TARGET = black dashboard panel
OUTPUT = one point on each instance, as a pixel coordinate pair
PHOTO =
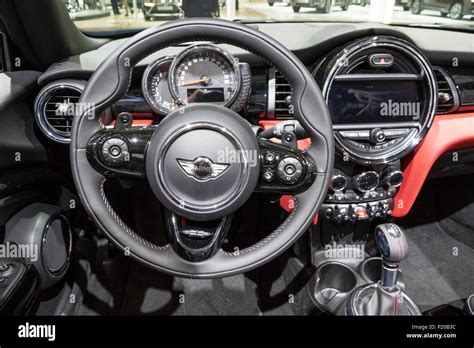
(362, 102)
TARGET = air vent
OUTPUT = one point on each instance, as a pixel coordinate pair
(448, 98)
(283, 107)
(55, 107)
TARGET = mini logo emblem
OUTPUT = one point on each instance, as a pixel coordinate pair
(202, 168)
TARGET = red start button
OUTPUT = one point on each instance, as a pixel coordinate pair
(381, 60)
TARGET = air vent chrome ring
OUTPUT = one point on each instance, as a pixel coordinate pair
(58, 127)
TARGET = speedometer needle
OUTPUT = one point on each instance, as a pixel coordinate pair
(204, 80)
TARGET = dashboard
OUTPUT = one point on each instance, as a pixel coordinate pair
(385, 88)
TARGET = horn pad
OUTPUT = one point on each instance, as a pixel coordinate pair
(203, 162)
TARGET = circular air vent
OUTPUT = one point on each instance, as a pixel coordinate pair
(55, 107)
(381, 93)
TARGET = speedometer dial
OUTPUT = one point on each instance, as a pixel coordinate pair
(205, 74)
(155, 87)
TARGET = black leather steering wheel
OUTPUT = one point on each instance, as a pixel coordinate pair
(203, 128)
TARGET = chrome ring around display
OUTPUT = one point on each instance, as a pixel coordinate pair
(413, 137)
(200, 48)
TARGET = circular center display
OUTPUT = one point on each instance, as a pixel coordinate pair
(205, 74)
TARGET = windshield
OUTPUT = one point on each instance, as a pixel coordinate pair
(117, 15)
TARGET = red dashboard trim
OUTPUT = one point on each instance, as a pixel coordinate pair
(448, 132)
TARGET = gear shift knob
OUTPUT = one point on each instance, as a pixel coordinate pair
(392, 243)
(393, 246)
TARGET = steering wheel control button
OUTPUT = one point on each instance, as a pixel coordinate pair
(366, 181)
(115, 152)
(289, 170)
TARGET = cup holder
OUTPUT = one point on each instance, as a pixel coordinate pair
(371, 269)
(334, 281)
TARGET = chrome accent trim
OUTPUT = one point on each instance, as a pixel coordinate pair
(352, 309)
(453, 87)
(224, 131)
(189, 167)
(199, 48)
(149, 98)
(412, 139)
(335, 176)
(40, 104)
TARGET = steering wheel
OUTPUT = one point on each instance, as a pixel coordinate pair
(180, 157)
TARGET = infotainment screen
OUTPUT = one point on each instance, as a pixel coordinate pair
(356, 102)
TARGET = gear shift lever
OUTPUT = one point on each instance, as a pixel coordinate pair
(393, 246)
(384, 297)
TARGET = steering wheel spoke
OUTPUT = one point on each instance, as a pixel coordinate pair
(284, 169)
(196, 241)
(120, 152)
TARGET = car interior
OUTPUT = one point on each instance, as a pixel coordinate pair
(206, 166)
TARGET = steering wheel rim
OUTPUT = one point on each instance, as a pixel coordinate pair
(111, 80)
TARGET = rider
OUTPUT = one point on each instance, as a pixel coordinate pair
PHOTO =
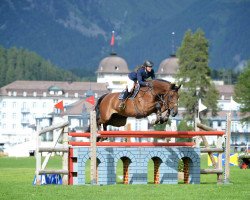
========================
## TO DO
Write out the part of the data above that opens with the line containing "TARGET = cup holder" and runs through the end of the data, including both ends. Leave the pictures out of your answer.

## ANSWER TO THE TASK
TARGET = cup holder
OUTPUT = one point on each instance, as a pixel coordinate pair
(371, 269)
(334, 281)
TARGET = chrome accent trim
OUTPUT = one point on each instance, as a pixel coordinate pair
(352, 309)
(453, 87)
(224, 131)
(189, 167)
(199, 48)
(149, 98)
(412, 139)
(335, 176)
(40, 104)
TARGET = steering wheel
OUTPUT = one point on each instance, as a pixel coordinate pair
(180, 157)
TARGET = infotainment screen
OUTPUT = one point on each instance, as a pixel coordinate pair
(356, 102)
TARGET = gear shift lever
OUTPUT = one point on each instance, as a pixel coordinate pair
(393, 246)
(384, 297)
TARGET = steering wheel spoke
OUTPUT = one point on each instance, as a pixel coordinate pair
(284, 169)
(196, 241)
(120, 152)
TARGET = car interior
OUTPUT = one point on each instance, as a pixel coordinate pair
(206, 166)
TARGET = steering wheel rim
OUTPUT = one point on each instance, as a pixel coordinate pair
(111, 80)
TARGET = rider
OUTPUT = one point on each instance, as a pixel coordinate pair
PHOTO =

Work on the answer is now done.